- _本文_:
---

請求書の基礎知識

インボイス制度で簡易課税制度はどうなる?新たに課税事業者になる場合の軽減措置についても解説

インボイス制度で簡易課税制度はどうなる?新たに課税事業者になる場合の軽減措置についても解説

2023年10月1日(日)のインボイス制度の導入に伴い、消費税の納税方法や要件の一部が大きく変更されています。

消費税の納税方法は、本則課税と簡易課税の2つに分けられますが、インボイス制度の導入で納税方法などに大きく影響するのは本則課税です。簡易課税制度を選択している事業者はその納税方法に大きな変更はありませんが、取引先によってはインボイス制度への対応も検討しなければなりません。

本記事では、インボイス制度の導入による簡易課税制度利用事業者への影響や、対応方法についてを中心に解説します。

目次

インボイス制度が導入されたら簡易課税制度はどうなる?

インボイス制度導入後も、簡易課税制度の内容や要件に変更はありません。

簡易課税の場合、納税額の計算に利用するのは「売上にかかる消費税額」と「みなし仕入率」だけです。そのため、簡易課税制度を選択している事業者は、インボイス制度導入後に取引先である売り手に適格請求書の発行を依頼する必要はなく、また発行された場合の保管も不要です。

ここでは、簡易課税制度の概要およびインボイス制度との関係について解説します。

簡易課税制度のおさらい

簡易課税制度とは、消費税の申告を行う際の計算方法のひとつです。

簡易課税制度を利用できるのは、「消費税簡易課税制度選択届出書」を税務署に提出した課税事業者のうち、個人事業主の場合は前々年、法人の場合は前々事業年度の課税売上高が5,000万円以下の事業者です。

簡易課税制度は、これら中小事業者の仕入税額控除の計算を簡素化し、事務処理にかかる業務負担や費用負担を軽減するために設けられました。消費税の計算方法は簡易課税以外に本則課税もあり、その違いについては後述します。

【関連記事】
簡易課税制度とは?申告方法やメリット、デメリットを解説

簡易課税と本則課税の違い

上述したように、消費税の課税額の計算方法は、簡易課税と本則課税の2種類に分けられます。簡易課税と本則課税の課税額の計算方法には以下のような違いがあります。

---

- _課題 1_: 本文の「簡易課税制度は、これら中小事」から始まり「以下のような違いがあります。」まで続く部分を、「本則課税」を「一般課税」に差し替えて書き写すこと。
- _課題 2_: 本文によると、簡易課税制度を利用できるのは課税売上高がいくら以下の事業者か。
この後の行は使わない。

- _元データ_:
---

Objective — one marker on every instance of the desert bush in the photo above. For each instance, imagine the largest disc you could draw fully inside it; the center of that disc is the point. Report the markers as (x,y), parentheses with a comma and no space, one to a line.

---

- _解答 1_:
簡易課税制度は、これら中小事業者の仕入税額控除の計算を簡素化し、事務処理にかかる業務負担や費用負担を軽減するために設けられました。消費税の計算方法は簡易課税以外に一般課税もあり、その違いについては後述します。

【関連記事】
簡易課税制度とは?申告方法やメリット、デメリットを解説

簡易課税と一般課税の違い

上述したように、消費税の課税額の計算方法は、簡易課税と一般課税の2種類に分けられます。簡易課税と一般課税の課税額の計算方法には以下のような違いがあります。

- _解答 2_: 5,000万円以下（個人事業主は前々年、法人は前々事業年度の課税売上高）。